[DAFTAR TUGAS]:
A. Jawablah pertanyaan berikut berdasarkan teks tentang Ratu Tiye.
(i) Selain sebagai pendeta provinsi di Akhmim, jabatan apa yang dipegang Yuya?
(ii) Siapa saudara laki-laki Ratu Tiye yang kemudian menjadi nabi kedua Amun?
(iii) Dengan siapa Ratu Tiye menikah?
B. Kembalikan bagian teks tentang Ratu Tiye mulai dari "Sejarah mengatakan bahwa" sampai dengan "dengan Amenhotep III." tanpa mengubah satu kata pun.

[KUTIPAN TEKS]:
================

Intisari-Online.com – Ratu Tiye, dikenal juga sebagai Taia, Tiy, atau Tiyi, lahir pada 1398 SM.
Ayahnya, Yuya, adalah seorang pendeta provinsi di kota Akhmim dan juga bertindak sebagai komandan kereta kerajaan.
Dia memiliki sebidang tanah yang luas dan dianggap sebagai salah satu orang Mesir terkaya saat itu.
Ibu Ratu Tiye, yaitu Tjuya, juga dikenal sebagai Thuya atau Tjuyu, adalah pelayan ibu suri, Mutemwiya.
Karena status mereka yang tinggi, maka keluarga itu tinggal di istana.
Ratu Tiye diyakini pernah tinggal di istana meskipun dia sendiri bukan seorang bangsawan.
Sejarah mengatakan bahwa bahwa dia memiliki saudara laki-laki bernama Anen, yang kemudian menjadi nabi kedua Amun.
Meskipun tidak banyak hubungan yang dapat dilakukan, para sarjana juga percaya bahwa Ratu Tiye mungkin memiliki saudara laki-laki lain bernama Ay,yang mengambil alih dari Tutankhamun sebagai firaun, setelah kematian terakhir.
Ratu Tiye kemudian menikah dengan Amenhotep III.
Sejarah mencatat bahwa mereka nantinya akan memiliki setidaknya 7 anak, atau sebenarnya mungkin mereka ingin lebih banyak lagi.
Anak-anak mereka yang dikenal adalah; Sitamun (Putri Sulung), Isis, Henuttaneb, Nebetah, Putra Mahkota Thutmose, Amenhotep IV/Akhenaten (yang menggantikan ayahnya sebagai Firaun dan merupakan suami dari Nefertiti) dan Smenkhkare.
Menurut para sejarawan, orangtua Ratu Tiye, bukanlah orang Mesir.
Menurut mereka, ini dikaitkan dengan fakta bahwa nama mereka sama sekali tidak terdengar Mesir.
Beberapa bahkan mengaitkan cara Tiye memerintah dengan keturunan Nubianya dengan mengatakan bahwa itu kebiasaan penguasa wanita Nubia.
Namun, teori ini tidak memiliki banyak dukungan karena wanita Mesir juga dijunjung tinggi dibandingkan dengan budaya kuno lainnya.
Maka menjadi tidak ada alasan untuk menghubungkan mode pemerintahan Ratu Tiye dengan cara Nubia.
Ratu Tiye dianggap sebagai ratu paling berpengaruh sepanjang zaman Mesir kuno, melansir historicaleve.
Selain kebijaksanaan, ketangguhan, dan pengaruhnya di istana Mesir, dia juga dipercaya paling dicintai raja.

================

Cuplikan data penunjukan
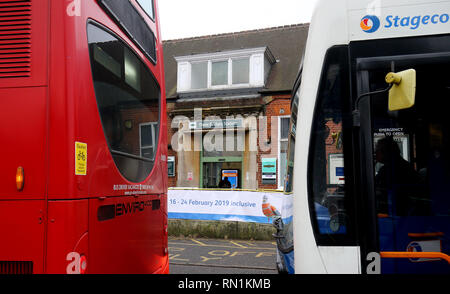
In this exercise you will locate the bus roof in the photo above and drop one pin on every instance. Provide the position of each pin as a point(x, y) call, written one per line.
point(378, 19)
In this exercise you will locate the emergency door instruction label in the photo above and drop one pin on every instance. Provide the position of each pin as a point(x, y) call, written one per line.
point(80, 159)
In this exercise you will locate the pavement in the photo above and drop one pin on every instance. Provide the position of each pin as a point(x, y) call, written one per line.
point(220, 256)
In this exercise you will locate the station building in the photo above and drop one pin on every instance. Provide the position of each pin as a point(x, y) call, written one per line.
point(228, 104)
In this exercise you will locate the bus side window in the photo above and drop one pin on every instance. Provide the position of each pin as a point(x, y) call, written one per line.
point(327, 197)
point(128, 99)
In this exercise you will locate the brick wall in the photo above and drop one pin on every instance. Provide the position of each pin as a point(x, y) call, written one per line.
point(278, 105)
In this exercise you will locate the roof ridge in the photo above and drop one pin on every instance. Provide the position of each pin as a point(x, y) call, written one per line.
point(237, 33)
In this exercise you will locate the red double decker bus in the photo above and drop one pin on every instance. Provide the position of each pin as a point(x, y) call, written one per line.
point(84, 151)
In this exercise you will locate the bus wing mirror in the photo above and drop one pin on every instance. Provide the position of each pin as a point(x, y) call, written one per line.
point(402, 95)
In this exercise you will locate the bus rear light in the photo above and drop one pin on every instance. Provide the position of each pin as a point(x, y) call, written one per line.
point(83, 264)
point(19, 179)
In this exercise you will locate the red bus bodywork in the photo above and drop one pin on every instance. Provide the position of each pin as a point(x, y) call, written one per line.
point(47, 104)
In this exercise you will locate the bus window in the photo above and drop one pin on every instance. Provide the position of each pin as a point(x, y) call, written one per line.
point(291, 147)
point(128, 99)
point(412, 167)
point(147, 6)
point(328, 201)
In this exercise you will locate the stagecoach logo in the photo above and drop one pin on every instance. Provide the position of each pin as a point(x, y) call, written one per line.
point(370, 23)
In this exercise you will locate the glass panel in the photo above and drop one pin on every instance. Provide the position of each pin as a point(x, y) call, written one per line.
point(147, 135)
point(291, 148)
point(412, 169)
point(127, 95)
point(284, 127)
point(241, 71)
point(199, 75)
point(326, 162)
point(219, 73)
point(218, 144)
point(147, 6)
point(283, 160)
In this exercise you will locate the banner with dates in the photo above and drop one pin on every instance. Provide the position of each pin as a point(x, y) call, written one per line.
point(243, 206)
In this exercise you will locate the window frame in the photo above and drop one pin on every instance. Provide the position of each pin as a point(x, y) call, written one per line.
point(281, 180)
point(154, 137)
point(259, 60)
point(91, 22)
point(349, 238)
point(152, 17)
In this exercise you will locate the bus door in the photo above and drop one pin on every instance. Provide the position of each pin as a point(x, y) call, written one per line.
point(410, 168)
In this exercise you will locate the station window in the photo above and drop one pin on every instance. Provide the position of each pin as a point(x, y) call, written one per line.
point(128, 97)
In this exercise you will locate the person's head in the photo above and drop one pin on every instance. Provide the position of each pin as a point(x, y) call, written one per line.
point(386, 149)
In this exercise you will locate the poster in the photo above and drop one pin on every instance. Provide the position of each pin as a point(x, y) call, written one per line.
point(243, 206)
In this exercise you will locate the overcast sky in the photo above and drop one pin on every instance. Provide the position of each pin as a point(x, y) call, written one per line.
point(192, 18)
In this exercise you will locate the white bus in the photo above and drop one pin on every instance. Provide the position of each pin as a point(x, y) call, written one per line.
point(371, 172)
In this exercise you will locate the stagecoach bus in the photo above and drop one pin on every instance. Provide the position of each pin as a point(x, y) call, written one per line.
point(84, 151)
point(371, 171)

================

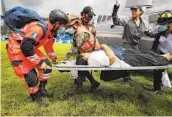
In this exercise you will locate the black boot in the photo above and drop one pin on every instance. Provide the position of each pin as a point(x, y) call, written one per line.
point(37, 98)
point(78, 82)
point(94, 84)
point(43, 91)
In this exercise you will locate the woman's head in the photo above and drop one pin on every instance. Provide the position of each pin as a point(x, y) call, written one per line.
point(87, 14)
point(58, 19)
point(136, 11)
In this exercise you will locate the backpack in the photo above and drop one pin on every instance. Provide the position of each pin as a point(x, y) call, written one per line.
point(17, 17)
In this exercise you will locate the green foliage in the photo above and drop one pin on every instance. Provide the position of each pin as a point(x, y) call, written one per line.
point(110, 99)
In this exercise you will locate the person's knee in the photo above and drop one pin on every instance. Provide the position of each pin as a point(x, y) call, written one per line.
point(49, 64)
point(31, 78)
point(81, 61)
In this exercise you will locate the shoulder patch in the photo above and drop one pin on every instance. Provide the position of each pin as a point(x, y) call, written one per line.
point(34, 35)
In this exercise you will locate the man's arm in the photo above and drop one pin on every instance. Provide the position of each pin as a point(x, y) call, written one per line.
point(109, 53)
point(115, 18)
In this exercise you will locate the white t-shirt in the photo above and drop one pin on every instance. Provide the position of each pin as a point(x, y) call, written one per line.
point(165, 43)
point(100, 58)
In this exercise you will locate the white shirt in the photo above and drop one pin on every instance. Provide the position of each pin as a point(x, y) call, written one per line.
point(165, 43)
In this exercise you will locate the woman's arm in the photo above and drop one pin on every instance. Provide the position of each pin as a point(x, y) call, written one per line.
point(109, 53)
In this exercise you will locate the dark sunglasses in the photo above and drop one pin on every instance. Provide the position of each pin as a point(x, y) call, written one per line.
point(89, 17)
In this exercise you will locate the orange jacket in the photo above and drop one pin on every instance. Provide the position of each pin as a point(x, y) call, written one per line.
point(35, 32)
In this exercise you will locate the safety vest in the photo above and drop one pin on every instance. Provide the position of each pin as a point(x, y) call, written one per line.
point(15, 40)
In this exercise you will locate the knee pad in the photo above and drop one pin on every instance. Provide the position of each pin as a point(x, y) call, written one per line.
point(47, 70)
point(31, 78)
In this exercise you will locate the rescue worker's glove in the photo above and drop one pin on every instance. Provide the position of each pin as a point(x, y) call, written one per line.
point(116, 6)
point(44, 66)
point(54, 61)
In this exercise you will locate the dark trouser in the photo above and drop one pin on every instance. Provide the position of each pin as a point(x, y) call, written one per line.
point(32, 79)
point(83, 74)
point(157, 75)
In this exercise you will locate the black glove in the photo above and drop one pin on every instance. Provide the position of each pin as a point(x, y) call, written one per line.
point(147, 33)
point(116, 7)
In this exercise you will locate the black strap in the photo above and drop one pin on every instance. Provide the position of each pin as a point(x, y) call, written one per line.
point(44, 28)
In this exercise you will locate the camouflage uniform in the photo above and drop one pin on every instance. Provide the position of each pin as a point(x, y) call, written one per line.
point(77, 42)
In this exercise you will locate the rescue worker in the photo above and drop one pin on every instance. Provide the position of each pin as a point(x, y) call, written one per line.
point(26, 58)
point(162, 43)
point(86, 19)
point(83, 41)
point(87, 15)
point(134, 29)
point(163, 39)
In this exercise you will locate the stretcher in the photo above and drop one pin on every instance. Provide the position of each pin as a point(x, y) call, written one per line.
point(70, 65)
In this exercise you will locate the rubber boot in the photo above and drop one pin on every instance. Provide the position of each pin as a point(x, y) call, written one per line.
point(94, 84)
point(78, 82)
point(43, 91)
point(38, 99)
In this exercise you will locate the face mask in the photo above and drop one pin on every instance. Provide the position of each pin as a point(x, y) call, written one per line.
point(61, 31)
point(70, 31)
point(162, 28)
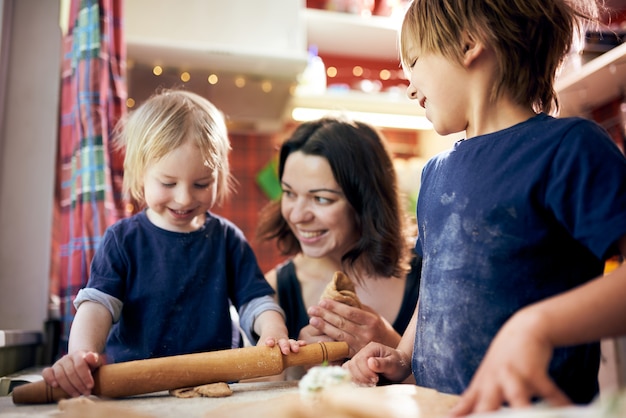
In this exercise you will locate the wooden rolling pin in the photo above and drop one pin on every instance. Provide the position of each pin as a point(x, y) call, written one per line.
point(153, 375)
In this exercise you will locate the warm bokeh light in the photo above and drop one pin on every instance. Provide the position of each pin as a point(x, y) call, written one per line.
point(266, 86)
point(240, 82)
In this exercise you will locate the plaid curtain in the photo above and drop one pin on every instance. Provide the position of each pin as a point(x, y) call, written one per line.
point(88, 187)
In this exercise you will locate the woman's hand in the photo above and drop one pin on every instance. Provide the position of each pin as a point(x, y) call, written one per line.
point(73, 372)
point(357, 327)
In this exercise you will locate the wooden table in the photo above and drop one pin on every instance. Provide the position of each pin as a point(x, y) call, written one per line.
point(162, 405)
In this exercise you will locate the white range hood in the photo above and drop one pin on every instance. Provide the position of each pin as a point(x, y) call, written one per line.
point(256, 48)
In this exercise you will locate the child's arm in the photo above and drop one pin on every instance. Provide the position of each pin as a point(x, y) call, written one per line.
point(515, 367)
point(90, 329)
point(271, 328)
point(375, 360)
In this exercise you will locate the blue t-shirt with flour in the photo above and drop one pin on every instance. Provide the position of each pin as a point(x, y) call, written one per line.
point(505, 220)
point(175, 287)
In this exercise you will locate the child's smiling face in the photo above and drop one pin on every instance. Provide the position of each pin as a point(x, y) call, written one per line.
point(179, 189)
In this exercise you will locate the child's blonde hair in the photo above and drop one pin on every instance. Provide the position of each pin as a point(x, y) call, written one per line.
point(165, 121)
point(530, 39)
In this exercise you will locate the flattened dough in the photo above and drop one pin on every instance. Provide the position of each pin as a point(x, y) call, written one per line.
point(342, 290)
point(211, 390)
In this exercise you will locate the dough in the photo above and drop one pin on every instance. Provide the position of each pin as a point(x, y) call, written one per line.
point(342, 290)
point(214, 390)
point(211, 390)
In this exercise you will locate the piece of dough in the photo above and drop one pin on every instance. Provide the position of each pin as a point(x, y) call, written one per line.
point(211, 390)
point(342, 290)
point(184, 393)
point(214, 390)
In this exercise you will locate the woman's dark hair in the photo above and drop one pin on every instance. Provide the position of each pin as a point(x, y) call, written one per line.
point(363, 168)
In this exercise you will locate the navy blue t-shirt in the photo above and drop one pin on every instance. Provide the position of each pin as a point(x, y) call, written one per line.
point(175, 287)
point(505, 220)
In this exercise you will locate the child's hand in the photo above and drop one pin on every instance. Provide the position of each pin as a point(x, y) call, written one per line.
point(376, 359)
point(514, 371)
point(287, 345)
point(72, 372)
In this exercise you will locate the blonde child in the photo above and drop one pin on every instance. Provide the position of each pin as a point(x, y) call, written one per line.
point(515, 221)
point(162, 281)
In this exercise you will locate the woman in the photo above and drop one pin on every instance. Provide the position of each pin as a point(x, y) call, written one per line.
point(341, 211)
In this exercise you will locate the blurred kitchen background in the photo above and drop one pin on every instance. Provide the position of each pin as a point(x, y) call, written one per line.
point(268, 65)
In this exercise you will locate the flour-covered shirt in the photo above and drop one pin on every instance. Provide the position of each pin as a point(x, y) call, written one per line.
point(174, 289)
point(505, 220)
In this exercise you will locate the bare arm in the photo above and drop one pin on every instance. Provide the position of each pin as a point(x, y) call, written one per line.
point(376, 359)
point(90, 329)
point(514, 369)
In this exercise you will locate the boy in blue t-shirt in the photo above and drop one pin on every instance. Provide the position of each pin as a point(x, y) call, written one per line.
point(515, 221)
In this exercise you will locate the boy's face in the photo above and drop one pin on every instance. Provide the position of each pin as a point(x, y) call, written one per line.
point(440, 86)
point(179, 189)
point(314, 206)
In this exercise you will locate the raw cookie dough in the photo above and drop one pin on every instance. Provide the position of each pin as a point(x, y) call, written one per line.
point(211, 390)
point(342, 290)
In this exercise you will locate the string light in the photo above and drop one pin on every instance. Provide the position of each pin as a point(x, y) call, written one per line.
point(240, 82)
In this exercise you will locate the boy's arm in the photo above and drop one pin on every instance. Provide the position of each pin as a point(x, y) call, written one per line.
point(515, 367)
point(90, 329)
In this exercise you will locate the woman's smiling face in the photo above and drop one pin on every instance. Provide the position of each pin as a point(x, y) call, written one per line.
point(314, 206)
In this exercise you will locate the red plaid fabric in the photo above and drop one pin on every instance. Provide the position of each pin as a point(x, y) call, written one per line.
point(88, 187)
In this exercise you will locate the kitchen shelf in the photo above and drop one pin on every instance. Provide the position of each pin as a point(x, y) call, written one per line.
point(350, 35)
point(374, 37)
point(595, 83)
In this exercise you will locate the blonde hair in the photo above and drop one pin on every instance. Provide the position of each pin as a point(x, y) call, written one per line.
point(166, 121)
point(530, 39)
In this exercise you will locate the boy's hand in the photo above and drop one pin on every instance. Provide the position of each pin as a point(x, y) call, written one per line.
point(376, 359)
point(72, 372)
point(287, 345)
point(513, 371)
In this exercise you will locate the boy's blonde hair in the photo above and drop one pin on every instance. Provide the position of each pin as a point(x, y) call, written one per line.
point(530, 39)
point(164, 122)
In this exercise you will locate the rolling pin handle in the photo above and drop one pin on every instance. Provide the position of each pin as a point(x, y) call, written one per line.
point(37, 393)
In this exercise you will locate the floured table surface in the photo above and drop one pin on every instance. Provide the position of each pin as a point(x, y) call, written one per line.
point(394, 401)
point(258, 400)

================

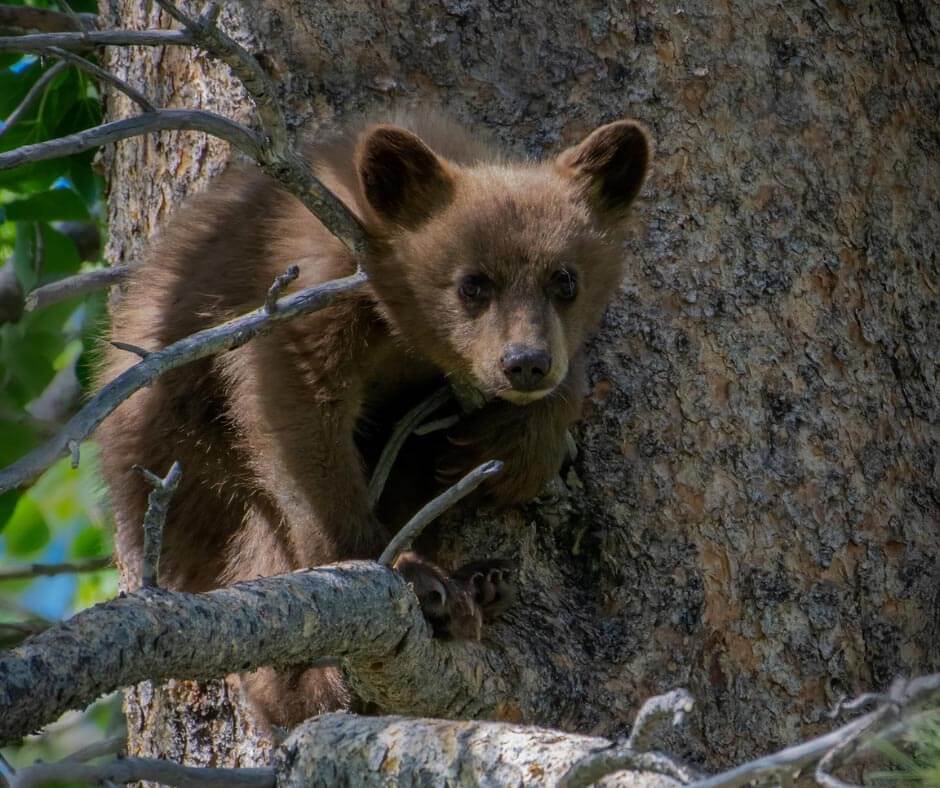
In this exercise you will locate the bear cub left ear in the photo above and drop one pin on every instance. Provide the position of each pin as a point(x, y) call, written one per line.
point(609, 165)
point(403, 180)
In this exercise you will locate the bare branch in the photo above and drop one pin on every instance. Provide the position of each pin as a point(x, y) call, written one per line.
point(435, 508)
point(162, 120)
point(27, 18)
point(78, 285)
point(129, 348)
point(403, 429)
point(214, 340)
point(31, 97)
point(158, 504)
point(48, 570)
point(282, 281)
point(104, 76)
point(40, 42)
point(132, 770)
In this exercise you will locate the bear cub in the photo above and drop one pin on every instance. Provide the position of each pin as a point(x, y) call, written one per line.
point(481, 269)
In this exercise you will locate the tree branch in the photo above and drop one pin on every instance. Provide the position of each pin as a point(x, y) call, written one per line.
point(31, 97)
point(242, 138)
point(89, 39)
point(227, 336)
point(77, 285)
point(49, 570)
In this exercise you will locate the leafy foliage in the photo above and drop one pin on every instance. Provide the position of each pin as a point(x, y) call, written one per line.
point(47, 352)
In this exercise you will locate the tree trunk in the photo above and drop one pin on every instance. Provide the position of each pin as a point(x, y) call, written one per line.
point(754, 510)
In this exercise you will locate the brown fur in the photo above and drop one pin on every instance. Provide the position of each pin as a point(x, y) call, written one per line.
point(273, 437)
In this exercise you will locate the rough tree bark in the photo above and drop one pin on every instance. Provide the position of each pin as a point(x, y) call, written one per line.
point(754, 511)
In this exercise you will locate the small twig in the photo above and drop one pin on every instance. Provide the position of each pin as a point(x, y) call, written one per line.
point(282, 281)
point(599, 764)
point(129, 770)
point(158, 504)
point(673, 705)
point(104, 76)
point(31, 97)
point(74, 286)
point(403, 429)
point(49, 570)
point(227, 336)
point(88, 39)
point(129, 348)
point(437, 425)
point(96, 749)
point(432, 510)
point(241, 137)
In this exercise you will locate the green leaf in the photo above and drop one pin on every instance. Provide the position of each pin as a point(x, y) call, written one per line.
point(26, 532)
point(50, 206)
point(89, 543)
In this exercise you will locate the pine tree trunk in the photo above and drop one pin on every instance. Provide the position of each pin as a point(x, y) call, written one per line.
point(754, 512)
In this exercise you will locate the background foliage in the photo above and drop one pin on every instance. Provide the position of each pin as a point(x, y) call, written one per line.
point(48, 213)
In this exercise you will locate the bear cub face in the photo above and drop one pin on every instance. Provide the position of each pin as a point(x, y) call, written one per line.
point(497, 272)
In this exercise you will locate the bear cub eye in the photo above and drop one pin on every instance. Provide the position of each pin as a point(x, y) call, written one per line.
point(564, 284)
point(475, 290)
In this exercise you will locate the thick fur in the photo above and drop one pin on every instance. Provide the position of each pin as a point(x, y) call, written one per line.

================

[KUMPULAN JAWABAN]:
A.
(i) Komandan kereta kerajaan.
(ii) Anen.
(iii) Amenhotep III.

B.
Sejarah mengatakan bahwa bahwa dia memiliki saudara laki-laki bernama Anen, yang kemudian menjadi nabi kedua Amun.
Meskipun tidak banyak hubungan yang dapat dilakukan, para sarjana juga percaya bahwa Ratu Tiye mungkin memiliki saudara laki-laki lain bernama Ay,yang mengambil alih dari Tutankhamun sebagai firaun, setelah kematian terakhir.
Ratu Tiye kemudian menikah dengan Amenhotep III.